[Records]
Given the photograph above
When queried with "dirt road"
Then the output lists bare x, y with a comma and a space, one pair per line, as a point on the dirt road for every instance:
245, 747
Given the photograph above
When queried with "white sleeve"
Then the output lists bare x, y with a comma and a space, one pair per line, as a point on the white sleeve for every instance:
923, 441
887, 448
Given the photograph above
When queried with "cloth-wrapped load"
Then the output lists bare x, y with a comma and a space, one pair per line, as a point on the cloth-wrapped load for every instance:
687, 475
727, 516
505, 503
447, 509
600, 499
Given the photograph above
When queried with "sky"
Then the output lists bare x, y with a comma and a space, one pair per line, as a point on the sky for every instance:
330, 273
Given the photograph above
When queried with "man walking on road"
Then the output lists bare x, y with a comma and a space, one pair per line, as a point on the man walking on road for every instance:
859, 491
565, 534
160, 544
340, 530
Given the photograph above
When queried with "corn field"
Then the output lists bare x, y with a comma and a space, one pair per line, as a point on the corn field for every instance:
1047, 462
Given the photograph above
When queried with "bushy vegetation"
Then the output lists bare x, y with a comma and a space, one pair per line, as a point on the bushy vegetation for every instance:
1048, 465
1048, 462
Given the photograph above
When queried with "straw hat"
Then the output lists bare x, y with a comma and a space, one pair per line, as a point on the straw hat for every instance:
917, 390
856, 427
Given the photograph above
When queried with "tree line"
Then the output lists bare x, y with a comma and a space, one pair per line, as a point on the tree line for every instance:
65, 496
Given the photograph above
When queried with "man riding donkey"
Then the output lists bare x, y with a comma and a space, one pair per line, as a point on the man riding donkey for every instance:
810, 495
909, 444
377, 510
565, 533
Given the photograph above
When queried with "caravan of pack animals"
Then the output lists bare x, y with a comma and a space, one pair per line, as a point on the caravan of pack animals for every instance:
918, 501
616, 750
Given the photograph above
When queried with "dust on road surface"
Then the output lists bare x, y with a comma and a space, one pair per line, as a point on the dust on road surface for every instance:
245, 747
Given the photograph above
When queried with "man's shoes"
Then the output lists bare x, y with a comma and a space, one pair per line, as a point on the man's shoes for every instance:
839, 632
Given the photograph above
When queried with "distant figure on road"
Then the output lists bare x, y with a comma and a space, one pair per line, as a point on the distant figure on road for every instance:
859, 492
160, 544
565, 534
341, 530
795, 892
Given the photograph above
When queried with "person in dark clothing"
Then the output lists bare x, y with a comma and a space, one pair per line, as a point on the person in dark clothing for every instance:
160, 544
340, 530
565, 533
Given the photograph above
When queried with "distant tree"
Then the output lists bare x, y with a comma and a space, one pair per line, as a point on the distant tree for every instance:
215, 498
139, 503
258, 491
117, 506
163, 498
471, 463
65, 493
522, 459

Request: Your task is to repeat the data exactly; please include every line.

Answer to the problem:
Given the photograph above
When queried with "dirt road"
Then the output lists bare x, y with a comma and a space, one pair per line, as a point on the dirt road for every instance:
245, 747
Given the photograph above
When queried with "white sleeve"
Then the output lists bare x, y with a comma and a space, one pair per line, as a point on the white sleeve for every instance:
923, 441
887, 448
Given the photograph above
When queried with "cloth-wrapped load"
Then the output lists bare x, y with a comma and a space, one pair per line, as a point on the cloth-wrapped load for every instance:
687, 475
727, 516
505, 503
447, 509
600, 499
Given the photograph above
When queried with "sky"
Then the output lists bare x, y with a comma and a space, one pair per line, as a point on the sky for every instance:
330, 273
Given the photograph above
When queried with "man walking on road"
Then the output lists bare x, y with a comma and a space, one pair per line, as a point on the man walking on road for every instance:
859, 491
565, 534
160, 544
340, 530
Given the photograph above
When queried with "corn field"
Then the output lists bare x, y with a comma and a space, one pair per line, as a point on the corn field for every instance:
1047, 462
Given the photograph above
When queried with "bushy vegetation"
Then the output lists bare x, y with a comma and a space, one pair per line, as a point on the bushy vegetation for every instance:
1048, 465
1048, 462
Given the photograph above
When queried with "straw hat"
Then the output lists bare x, y with a comma and a space, one pair per line, as a point on the straw hat for every instance:
917, 390
856, 427
Given the photograph above
When queried with "tree line"
Then the output lists bare x, y with a comma and a space, one pair per line, as a point on the tree line for every instance:
65, 496
Given the photograph above
When queried with "man riding donkey"
Then the output lists bare x, y with a comma and a space, one pair per line, as a point on the man riding donkey for every instance:
810, 495
909, 444
377, 510
565, 533
Given the photograph above
When queried with "caravan of pack animals"
Then the output lists bare x, y with a comma and a space, one pair per line, as a point on the caravan of pack animals for every instance:
918, 501
616, 750
Given the photograph above
When queried with "dust on road surface"
Then the output lists bare x, y with a comma and a space, one pair per line, as a point on the dust on road surface for every instance:
245, 747
Given the photograph above
When queried with "man's shoes"
Then the output lists bare x, y with a comma and a space, one pair per line, as a point on the man's shoes for every instance:
839, 632
Given the photograph above
When queried with "distant figure on road"
Then the output lists bare x, y with a comma and a space, one pair per line, as a point on the distant figure on road for every instance:
859, 492
160, 544
565, 534
341, 530
795, 892
Given the photograph above
When queried with "person in dark clothing"
Then the output lists bare x, y with a comma and a space, one pair per line, as a point on the person in dark clothing for every instance:
160, 544
340, 530
565, 533
Given the photograph above
When queried with "distant tree"
Then the output lists bare x, y with a comma and a space, one pair per line, as a point on the distant tree for every instance:
215, 498
139, 503
258, 491
117, 506
163, 498
471, 463
65, 493
522, 459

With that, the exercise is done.